══ RECORDS FOR THIS EXERCISE ══
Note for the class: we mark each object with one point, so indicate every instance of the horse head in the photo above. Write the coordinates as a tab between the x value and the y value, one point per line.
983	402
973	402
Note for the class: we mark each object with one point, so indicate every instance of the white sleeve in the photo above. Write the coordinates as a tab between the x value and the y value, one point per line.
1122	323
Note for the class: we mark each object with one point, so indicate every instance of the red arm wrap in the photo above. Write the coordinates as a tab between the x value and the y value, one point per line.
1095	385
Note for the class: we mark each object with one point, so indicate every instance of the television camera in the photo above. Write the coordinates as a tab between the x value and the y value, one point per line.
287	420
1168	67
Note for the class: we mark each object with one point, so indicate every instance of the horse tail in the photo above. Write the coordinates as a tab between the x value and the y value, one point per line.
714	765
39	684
═══
══ RECORDS FOR THIS EXERCISE ══
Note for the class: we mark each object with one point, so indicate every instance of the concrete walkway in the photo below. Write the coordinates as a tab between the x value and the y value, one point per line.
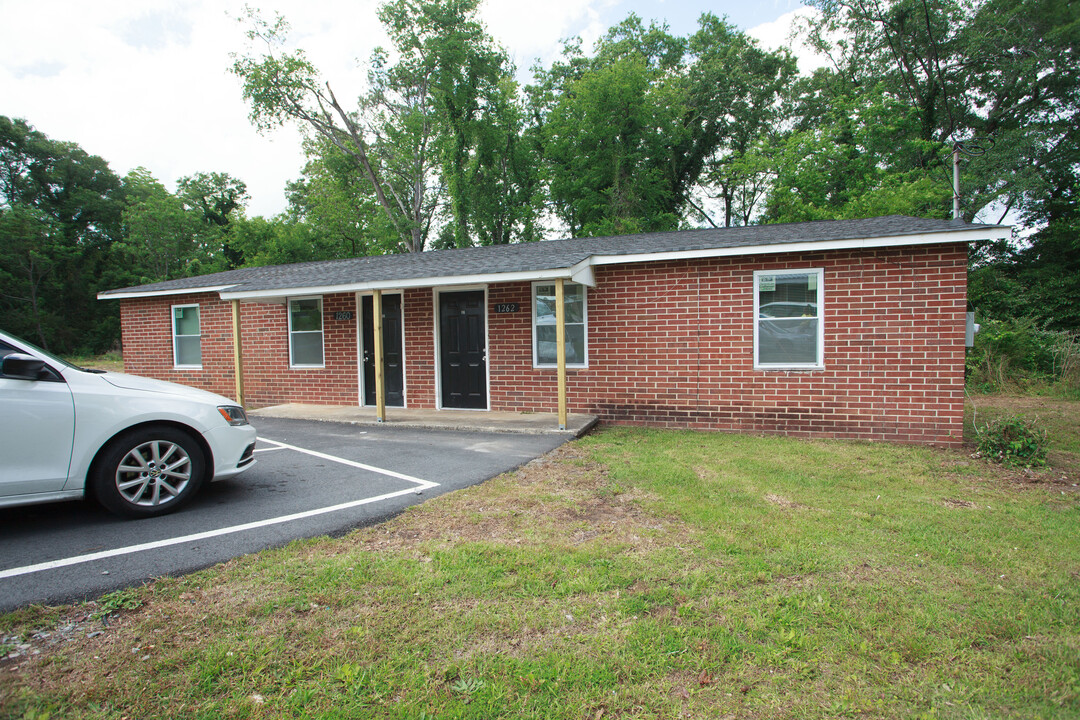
═══
══ RECORDS FOR THIS EXERCISE ══
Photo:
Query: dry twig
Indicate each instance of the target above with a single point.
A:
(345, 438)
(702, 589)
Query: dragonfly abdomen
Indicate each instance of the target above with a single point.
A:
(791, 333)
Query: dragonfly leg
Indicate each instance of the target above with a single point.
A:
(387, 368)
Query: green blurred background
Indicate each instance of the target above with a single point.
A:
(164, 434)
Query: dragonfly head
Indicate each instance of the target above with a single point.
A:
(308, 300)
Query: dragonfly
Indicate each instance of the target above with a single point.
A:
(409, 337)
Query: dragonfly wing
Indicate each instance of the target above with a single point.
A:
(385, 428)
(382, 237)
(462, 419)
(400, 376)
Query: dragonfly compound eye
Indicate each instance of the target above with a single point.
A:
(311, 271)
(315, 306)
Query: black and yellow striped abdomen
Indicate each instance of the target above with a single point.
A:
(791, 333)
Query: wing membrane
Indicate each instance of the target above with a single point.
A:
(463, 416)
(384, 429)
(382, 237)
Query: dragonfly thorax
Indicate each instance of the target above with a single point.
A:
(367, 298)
═══
■ WHAT THE TASK ASKS:
Starting from the data above, filter for lines with "dragonfly" and copy each one.

■ WRITTEN ANSWER:
Query: dragonfly abdomen
Query: dragonfly leg
Query: dragonfly head
Query: dragonfly
Query: dragonfly wing
Query: dragonfly compound eye
Query: dragonfly thorax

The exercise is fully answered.